• Set problem 1: Please copy the part of the passage on parliamentary debate tactics starting at "Some members from" and ending at "have been achieved.".
• Set problem 2: In the passage on parliamentary debate tactics, what issue was the Speaker's allotted time meant for debating?
• Set problem 3: Pick up the passage on parliamentary debate tactics after its last sentence and keep writing.

Some members from the Treasury benches could have raised objections on the ground that the member’s question is an intrusion into the privacy of a woman member and warranted a notice of breach of privilege. The resulting din would have derailed the discussion and used up precious minutes out of the time allotted by the Speaker to debate the issue of onion price rise. The government’s purpose would have been achieved.
An equally effective tactic by way of response is one where you don’t attempt to answer the subject of the question but answer the person. For instance, she could have said, ‘Mr Speaker Sir, in fairness the Member must first reveal if he/she had tasted Egyptian onions before asking me to reveal my eating preferences”. This would have certainly flummoxed the member posing the question in the first place who, it can be safely assumed, hadn’t eaten Egyptian onions or unlikely to distinguish an Egyptian one from a Lasalgaon variety. This too would have resulted in giving nothing away on the part of the government while at the same time potentially resulting in a derailment of the discussion. For, the members could have as easily got into a heated discussion about the colour of the Egyptian onions and how it differs from the Turkish ones or whether Indian onion has the right amount of pungency unmatched by anything available in any other part of the world, and so on.

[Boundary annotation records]
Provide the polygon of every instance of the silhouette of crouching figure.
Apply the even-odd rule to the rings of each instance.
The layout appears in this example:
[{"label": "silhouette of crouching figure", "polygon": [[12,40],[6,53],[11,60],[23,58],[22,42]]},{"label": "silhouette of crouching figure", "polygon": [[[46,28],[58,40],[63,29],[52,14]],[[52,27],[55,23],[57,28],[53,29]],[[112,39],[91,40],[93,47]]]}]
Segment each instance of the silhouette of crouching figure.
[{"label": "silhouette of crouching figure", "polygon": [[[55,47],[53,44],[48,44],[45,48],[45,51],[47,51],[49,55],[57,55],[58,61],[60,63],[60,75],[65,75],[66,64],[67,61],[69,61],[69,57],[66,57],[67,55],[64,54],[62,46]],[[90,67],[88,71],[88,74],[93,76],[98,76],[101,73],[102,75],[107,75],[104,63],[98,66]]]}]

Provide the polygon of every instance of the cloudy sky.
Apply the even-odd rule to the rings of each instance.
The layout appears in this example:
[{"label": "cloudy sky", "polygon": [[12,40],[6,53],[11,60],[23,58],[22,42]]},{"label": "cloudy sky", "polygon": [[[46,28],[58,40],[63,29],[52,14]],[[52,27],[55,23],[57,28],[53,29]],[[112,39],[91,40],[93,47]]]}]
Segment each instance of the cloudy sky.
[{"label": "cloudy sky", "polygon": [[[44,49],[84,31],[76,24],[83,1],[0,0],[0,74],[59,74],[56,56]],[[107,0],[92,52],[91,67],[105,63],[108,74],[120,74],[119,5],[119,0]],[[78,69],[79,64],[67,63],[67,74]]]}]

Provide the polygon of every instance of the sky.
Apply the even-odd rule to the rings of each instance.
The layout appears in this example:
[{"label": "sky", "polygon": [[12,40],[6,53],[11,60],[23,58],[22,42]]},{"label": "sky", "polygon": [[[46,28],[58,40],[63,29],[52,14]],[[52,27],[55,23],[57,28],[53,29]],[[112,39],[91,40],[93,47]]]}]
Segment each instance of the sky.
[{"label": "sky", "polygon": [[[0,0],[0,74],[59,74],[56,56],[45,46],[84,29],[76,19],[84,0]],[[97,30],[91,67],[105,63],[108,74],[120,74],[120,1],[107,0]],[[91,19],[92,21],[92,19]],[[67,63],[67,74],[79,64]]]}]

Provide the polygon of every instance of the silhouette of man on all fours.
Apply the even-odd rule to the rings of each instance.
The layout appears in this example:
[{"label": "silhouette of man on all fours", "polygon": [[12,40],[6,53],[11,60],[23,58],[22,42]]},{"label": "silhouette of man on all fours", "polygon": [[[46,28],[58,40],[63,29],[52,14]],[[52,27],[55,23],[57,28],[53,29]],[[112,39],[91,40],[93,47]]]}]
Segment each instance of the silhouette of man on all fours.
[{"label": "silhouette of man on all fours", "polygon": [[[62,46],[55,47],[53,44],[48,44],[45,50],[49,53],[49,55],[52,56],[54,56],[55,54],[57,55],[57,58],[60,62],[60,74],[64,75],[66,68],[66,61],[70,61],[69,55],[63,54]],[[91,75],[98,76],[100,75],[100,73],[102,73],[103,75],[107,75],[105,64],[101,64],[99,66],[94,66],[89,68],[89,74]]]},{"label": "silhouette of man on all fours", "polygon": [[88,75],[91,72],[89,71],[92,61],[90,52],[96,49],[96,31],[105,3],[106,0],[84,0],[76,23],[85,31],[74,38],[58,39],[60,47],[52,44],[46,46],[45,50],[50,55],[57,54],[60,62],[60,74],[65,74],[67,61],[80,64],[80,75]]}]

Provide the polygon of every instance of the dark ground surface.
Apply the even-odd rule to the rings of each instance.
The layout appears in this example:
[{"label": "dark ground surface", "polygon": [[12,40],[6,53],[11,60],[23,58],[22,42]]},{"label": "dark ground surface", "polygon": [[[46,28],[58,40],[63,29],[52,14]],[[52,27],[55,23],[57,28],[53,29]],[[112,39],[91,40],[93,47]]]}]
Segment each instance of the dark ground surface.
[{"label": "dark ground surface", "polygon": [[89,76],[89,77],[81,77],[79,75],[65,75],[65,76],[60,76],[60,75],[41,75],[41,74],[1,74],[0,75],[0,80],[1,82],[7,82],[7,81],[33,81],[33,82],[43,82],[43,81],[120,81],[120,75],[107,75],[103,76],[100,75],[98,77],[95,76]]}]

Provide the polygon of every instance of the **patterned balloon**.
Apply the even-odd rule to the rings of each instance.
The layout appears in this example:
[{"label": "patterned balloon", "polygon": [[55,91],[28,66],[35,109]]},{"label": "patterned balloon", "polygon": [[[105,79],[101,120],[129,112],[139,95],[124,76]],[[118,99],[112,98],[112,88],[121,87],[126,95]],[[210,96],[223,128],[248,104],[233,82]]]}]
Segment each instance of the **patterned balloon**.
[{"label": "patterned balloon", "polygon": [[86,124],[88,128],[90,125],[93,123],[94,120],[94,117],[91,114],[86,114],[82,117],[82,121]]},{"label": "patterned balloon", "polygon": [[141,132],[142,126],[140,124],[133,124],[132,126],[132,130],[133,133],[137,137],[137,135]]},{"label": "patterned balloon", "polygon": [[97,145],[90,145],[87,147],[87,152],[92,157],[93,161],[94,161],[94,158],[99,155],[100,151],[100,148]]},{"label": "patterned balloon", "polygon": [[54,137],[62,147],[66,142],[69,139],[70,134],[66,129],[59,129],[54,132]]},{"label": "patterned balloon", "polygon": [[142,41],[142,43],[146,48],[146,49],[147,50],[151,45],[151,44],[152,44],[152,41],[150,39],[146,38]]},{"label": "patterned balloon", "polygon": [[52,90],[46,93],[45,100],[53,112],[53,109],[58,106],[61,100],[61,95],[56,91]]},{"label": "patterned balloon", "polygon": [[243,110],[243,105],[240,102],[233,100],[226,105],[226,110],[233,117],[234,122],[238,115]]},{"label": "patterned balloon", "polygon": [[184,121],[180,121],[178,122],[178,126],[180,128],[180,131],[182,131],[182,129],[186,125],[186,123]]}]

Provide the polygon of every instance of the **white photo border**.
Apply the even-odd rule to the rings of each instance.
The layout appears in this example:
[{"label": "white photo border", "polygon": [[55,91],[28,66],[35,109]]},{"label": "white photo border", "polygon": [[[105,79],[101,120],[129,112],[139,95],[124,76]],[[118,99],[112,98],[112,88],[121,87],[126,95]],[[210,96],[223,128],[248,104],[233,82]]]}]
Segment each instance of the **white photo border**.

• Reply 1:
Some members from the Treasury benches could have raised objections on the ground that the member’s question is an intrusion into the privacy of a woman member and warranted a notice of breach of privilege. The resulting din would have derailed the discussion and used up precious minutes out of the time allotted by the Speaker to debate the issue of onion price rise. The government’s purpose would have been achieved.

• Reply 2: The onion price rise.

• Reply 3:
Walked into the trap
By responding in the manner in which she did, she had unwittingly laid it on record that she hails from a family which has an extremely austere outlook on what goes into and what doesn’t in the stuff cooked at home. It was totally unnecessary as the Members of Parliament might very well have been aware of her family background and, for that matter, her own accomplishments as a distinguished member of the alumni of the Jawaharlal Nehru University.
The MP’s question was never driven by a curiosity over the minister’s dietary habits. It was meant to blunt the government’s response detailing the steps that it had taken to arrest and roll back the runaway rise in prices of onion. The government was claiming that it had contracted to import onion from various countries. If the opposition parties contended that the quantities involved are too meagre to make any meaningful dent in the price, it would still be countered by a counter claim that the marginal increase in supply would dampen actions of speculators and this might eventually cause a decline in the price to a level that is more in tune with a fair price for onion.
No one has the empirical data to prove or disprove these claims and counter-claims. So the opposition MP was artfully trying to take the debate away from hard-nosed demand-supply forces argument to a novel claim that overseas onions are not the same as Indian onions. Ergo, the government has not done anything to bring down the price. It is this trap that the FM walked right into and paid the price of being branded as elitist.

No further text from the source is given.